Box annotations for photos
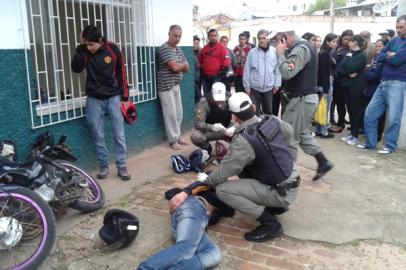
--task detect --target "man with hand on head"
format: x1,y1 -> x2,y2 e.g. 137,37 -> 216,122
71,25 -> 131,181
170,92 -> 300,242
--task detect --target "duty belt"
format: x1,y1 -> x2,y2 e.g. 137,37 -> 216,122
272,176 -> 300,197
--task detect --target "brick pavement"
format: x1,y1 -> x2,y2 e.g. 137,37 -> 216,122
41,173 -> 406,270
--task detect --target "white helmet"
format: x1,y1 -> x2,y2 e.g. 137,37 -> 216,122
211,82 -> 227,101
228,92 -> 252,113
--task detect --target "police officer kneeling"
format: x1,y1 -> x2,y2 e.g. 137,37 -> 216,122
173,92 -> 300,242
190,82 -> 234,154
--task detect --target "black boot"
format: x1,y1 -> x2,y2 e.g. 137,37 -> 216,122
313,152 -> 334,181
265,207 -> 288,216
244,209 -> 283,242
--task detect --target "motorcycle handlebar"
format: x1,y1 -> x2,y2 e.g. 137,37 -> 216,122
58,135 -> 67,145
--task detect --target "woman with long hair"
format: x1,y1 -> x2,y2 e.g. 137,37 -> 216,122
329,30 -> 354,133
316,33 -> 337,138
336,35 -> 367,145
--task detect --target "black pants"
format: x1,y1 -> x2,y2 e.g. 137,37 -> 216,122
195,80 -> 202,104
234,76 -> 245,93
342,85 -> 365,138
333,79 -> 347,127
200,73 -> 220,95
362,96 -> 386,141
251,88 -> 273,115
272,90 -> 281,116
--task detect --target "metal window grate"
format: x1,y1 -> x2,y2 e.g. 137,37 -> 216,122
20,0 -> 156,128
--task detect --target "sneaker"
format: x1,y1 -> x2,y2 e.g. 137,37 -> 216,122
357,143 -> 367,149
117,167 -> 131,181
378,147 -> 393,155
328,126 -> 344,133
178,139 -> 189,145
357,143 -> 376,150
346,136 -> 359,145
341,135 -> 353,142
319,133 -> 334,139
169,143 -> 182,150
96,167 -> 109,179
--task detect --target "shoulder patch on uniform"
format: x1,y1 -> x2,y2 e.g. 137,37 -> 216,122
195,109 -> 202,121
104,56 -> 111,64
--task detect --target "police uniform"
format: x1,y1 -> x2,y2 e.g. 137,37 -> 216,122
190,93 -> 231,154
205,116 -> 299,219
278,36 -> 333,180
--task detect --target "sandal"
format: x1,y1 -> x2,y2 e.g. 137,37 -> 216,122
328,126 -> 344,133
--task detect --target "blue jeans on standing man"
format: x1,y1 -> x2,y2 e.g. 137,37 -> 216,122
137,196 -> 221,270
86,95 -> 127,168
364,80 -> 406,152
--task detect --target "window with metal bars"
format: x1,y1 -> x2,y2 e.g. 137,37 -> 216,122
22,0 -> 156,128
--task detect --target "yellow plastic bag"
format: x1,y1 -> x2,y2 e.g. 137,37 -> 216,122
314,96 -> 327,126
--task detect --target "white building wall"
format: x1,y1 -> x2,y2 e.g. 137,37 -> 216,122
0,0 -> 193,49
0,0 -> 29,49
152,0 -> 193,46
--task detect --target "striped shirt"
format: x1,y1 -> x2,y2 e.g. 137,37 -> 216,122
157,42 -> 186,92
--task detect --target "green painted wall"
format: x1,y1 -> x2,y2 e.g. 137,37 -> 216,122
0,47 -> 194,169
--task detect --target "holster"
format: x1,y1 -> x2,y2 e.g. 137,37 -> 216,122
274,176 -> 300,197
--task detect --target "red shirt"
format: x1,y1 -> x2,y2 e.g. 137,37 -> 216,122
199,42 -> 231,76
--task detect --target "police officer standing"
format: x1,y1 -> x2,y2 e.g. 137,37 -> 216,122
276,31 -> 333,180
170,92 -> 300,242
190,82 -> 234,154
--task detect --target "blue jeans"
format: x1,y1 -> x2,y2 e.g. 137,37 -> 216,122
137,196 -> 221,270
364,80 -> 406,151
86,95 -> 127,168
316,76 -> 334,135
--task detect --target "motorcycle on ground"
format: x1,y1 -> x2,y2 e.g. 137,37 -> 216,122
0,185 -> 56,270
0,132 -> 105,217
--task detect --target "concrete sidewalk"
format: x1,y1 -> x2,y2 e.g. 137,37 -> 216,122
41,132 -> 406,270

WORK TO COMPLETE
Quote all the records verbatim, dropping any pictures from your copy.

PROBLEM SOLUTION
--task detect --target "man with hand on head"
format: x1,y1 -> x2,y2 e.g. 137,37 -> 216,122
71,25 -> 131,181
170,92 -> 300,242
--task detect --target "duty belt"
format: x1,y1 -> x2,y2 e.g. 137,37 -> 216,122
272,176 -> 300,197
--task detect --target "brick pavement"
format: x1,y1 -> x2,y2 e.g. 137,37 -> 216,122
41,173 -> 406,270
--task detect --target "white helmet"
format: x1,y1 -> x2,y2 e.g. 137,37 -> 216,122
211,82 -> 227,101
228,92 -> 252,113
--task detect --target "police officer kneeling"
format: x1,y1 -> x2,y2 e.g. 137,37 -> 216,122
173,92 -> 300,242
190,82 -> 234,154
--task detect --target "black boot"
format: x1,y1 -> x2,y2 e.g. 137,37 -> 216,122
313,152 -> 334,181
265,207 -> 288,216
244,209 -> 283,242
--task detect --target "motorcycle handlebar"
format: x1,y1 -> x2,y2 e.g. 137,37 -> 216,122
58,135 -> 67,145
--task detect --target "woman with long hair"
format: x1,y1 -> x2,y2 e.g. 137,37 -> 216,122
329,30 -> 354,133
316,33 -> 337,138
336,35 -> 367,145
--task detect --target "black pants"
format: x1,y1 -> x2,y2 e.g. 137,37 -> 216,122
195,80 -> 202,104
234,76 -> 245,93
342,85 -> 365,138
333,79 -> 347,127
200,73 -> 220,95
362,96 -> 386,141
251,88 -> 273,115
272,90 -> 281,116
--task detect --target "metal window grate"
format: x1,y1 -> x2,y2 e.g. 137,37 -> 216,122
20,0 -> 156,128
--task detect --target "sneaker"
format: x1,y1 -> x2,y2 e.g. 137,37 -> 216,122
357,143 -> 367,149
117,167 -> 131,181
378,147 -> 393,155
328,126 -> 344,133
178,139 -> 189,145
357,143 -> 376,150
346,136 -> 359,145
341,135 -> 353,142
319,133 -> 334,139
169,143 -> 182,150
96,167 -> 109,179
--task detect --target "shoulder patch on uniform"
format: x1,y1 -> x2,y2 e.g. 137,37 -> 216,122
195,109 -> 202,121
104,56 -> 111,64
--task detect --target "police uniform"
format: x1,y1 -> x2,y2 e.g. 137,37 -> 216,122
190,93 -> 231,154
205,116 -> 299,219
278,36 -> 333,180
--task detect --target "sandal"
format: x1,y1 -> x2,y2 e.g. 137,37 -> 216,122
328,126 -> 344,133
--task detect --target "blue jeans on standing man"
format: x1,y1 -> x2,y2 e.g. 137,37 -> 216,122
137,196 -> 221,270
86,95 -> 127,168
364,80 -> 406,152
--task detect --target "window with metal bars"
format: x1,y1 -> x2,y2 e.g. 137,37 -> 216,122
22,0 -> 156,128
--task detect --target "yellow plastic bag"
format: x1,y1 -> x2,y2 e.g. 137,37 -> 216,122
314,96 -> 327,126
--task detect --target "white building wall"
format: x1,y1 -> x2,y2 e.g. 137,37 -> 216,122
0,0 -> 193,49
0,0 -> 29,49
152,0 -> 193,46
--task detect --target "striped shirt"
format: x1,y1 -> x2,y2 e.g. 137,37 -> 216,122
157,42 -> 186,92
--task detect --target "green painted wall"
format: x1,y1 -> x2,y2 e.g. 137,37 -> 216,122
0,47 -> 194,169
--task detect --target "holster"
format: x1,y1 -> x2,y2 e.g. 137,37 -> 216,122
274,176 -> 300,197
--task detect --target "red shirt"
format: x1,y1 -> x2,y2 e.g. 137,37 -> 216,122
199,42 -> 231,76
--task detect --target "police officer standing"
format: x1,y1 -> x2,y2 e.g. 137,37 -> 216,122
276,31 -> 333,180
170,92 -> 300,242
190,82 -> 234,154
--task detect --target "blue jeans"
format: x1,y1 -> x2,y2 e.g. 137,37 -> 216,122
137,196 -> 221,270
364,80 -> 406,151
86,95 -> 127,168
316,76 -> 334,135
--task detect --target "motorcycle on ground"
format: x1,y1 -> x2,y2 e.g. 137,37 -> 216,122
0,185 -> 56,270
0,132 -> 105,217
--task detect --target "concrete sidewalk"
format: x1,y1 -> x2,y2 e.g. 137,37 -> 216,122
41,132 -> 406,270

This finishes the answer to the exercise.